▸ Problem details: Once you reach the line containing "Where can the weathered" in the entries below, write out that line and each one after it down to the line containing "Where can the window", exactly and with nothing added.

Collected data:
******************************
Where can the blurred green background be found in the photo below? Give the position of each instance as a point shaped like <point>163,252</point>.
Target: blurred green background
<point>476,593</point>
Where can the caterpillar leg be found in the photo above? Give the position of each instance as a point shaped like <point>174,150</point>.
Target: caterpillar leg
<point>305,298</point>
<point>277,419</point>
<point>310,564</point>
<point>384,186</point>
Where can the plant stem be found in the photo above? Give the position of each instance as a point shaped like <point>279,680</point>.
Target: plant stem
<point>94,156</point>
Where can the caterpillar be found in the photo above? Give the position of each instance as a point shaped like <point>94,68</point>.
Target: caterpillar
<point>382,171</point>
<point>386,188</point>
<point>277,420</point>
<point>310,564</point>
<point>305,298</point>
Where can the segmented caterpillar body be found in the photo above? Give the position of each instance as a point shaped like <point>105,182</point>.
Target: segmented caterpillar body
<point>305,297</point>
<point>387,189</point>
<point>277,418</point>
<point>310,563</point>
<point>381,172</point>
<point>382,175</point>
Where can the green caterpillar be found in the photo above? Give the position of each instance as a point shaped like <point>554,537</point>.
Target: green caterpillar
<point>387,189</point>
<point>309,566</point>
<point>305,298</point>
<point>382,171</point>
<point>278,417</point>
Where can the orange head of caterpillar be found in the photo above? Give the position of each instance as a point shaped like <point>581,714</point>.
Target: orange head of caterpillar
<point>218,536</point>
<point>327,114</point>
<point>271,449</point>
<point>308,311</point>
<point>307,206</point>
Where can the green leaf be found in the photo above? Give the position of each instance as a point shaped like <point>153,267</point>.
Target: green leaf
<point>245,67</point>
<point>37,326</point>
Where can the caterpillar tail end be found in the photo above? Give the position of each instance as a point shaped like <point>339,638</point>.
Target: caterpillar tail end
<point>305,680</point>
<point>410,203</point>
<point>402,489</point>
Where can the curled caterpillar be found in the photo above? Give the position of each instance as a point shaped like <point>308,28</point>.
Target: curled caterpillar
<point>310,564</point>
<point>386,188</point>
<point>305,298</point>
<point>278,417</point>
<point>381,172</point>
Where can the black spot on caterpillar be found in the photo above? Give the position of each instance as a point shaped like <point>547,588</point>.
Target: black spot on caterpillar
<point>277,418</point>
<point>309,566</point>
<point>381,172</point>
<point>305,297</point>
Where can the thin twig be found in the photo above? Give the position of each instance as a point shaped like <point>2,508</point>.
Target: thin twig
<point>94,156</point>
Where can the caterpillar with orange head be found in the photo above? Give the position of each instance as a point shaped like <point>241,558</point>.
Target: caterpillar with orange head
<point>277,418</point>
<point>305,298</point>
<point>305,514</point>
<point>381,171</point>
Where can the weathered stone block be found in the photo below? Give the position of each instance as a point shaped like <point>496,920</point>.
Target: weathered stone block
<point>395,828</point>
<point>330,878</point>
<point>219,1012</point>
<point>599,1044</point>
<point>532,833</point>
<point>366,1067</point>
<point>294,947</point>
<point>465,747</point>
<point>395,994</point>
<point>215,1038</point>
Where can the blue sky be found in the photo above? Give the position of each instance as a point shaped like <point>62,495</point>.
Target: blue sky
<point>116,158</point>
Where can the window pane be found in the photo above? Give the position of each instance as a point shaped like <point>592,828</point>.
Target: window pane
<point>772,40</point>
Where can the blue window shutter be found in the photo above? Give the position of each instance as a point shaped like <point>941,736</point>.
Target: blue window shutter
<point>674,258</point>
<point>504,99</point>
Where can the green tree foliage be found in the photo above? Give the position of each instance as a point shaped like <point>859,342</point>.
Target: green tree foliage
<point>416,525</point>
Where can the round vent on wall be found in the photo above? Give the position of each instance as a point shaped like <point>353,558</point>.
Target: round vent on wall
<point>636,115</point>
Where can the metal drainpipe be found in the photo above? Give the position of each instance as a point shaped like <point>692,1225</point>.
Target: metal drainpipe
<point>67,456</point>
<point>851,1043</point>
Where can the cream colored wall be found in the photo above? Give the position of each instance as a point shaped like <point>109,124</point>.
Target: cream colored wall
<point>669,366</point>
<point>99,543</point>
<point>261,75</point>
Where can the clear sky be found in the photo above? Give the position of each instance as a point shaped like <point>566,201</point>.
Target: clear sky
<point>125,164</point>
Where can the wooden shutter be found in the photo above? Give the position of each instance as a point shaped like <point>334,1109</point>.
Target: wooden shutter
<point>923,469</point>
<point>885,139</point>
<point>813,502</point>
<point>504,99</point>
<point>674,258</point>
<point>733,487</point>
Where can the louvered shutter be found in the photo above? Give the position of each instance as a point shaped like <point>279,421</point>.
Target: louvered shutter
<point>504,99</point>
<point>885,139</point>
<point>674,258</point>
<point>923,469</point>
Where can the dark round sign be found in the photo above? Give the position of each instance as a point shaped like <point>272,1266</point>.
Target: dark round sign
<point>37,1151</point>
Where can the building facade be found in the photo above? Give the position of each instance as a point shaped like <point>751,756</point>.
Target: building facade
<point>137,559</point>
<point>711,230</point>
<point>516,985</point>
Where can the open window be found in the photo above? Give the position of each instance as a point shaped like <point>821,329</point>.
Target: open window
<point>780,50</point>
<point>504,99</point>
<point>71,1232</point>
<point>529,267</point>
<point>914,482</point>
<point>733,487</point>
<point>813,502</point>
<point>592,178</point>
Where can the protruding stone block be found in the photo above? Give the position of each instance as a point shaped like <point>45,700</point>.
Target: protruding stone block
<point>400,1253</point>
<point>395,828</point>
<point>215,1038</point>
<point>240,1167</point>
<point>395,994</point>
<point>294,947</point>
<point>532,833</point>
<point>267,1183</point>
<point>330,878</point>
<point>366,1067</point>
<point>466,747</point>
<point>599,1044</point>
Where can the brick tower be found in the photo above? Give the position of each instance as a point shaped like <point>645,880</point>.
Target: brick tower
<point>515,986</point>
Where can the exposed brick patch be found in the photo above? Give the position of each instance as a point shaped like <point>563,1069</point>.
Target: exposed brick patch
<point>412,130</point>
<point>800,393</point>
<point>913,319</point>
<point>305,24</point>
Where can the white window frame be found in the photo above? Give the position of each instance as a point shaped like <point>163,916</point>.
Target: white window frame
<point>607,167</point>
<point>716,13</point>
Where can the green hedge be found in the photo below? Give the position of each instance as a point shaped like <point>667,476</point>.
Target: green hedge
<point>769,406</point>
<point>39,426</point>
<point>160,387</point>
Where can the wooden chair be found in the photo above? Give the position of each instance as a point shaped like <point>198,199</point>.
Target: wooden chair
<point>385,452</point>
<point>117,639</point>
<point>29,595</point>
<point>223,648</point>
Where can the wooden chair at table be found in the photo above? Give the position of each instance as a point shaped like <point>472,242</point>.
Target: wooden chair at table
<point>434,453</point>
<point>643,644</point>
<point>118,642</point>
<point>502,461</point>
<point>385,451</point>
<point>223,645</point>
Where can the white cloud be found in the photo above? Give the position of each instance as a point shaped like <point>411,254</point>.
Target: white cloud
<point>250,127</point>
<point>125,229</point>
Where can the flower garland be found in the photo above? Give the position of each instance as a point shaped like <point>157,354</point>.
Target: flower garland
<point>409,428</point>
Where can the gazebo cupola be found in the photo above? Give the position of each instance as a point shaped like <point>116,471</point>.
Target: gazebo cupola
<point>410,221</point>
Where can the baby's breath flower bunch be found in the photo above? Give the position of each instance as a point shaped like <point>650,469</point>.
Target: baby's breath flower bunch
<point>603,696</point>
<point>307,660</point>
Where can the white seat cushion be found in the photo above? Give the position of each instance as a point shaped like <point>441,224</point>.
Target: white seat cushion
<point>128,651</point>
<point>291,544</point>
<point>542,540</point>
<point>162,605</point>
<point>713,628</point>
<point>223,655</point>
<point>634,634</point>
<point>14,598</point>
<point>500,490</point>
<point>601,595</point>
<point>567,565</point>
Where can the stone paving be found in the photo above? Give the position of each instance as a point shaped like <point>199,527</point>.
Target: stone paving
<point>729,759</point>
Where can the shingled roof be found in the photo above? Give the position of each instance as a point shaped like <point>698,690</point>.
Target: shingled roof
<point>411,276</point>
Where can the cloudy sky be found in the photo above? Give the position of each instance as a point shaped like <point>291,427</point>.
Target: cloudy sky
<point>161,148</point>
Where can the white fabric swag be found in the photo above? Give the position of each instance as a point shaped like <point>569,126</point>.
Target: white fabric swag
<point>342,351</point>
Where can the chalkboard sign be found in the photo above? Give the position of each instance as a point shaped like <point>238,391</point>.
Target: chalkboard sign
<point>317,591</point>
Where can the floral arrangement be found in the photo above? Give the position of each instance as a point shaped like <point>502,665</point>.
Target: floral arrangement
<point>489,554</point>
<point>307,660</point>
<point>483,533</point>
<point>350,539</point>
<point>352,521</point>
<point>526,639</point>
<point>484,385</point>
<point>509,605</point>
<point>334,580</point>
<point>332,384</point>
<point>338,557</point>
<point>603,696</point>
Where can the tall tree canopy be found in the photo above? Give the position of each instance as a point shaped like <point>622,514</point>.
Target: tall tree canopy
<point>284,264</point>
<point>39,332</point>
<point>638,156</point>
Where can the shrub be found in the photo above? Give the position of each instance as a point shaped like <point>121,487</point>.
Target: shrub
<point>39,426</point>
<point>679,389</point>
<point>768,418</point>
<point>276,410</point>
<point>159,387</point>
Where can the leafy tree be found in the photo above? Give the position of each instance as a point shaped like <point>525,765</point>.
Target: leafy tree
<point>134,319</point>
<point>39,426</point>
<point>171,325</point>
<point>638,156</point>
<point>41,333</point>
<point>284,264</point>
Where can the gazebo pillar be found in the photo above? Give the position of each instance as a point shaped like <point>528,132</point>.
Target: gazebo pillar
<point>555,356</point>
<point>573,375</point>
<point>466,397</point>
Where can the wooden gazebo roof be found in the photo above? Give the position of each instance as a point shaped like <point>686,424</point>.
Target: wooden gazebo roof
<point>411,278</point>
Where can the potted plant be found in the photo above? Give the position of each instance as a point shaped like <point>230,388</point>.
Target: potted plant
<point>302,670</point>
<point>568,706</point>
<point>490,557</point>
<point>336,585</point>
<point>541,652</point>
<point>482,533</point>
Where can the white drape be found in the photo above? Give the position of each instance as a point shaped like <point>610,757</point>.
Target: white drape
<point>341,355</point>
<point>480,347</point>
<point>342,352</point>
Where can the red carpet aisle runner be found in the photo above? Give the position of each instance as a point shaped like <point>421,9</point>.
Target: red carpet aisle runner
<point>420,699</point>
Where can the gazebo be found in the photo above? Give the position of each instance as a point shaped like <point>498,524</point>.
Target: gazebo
******************************
▸ Response box:
Where can the weathered stone block be found in the photo below? Give the position of each instance as a point shaped like <point>496,920</point>.
Target: weathered stone block
<point>395,828</point>
<point>330,878</point>
<point>219,1012</point>
<point>599,1044</point>
<point>532,833</point>
<point>366,1067</point>
<point>294,947</point>
<point>465,747</point>
<point>395,994</point>
<point>215,1038</point>
Where can the blue sky be found in the photo above? Give the position of each instance as a point shaped like <point>62,495</point>.
Target: blue sky
<point>116,158</point>
Where can the window pane be found in the photo above? Give the position of each instance as a point shaped like <point>592,828</point>.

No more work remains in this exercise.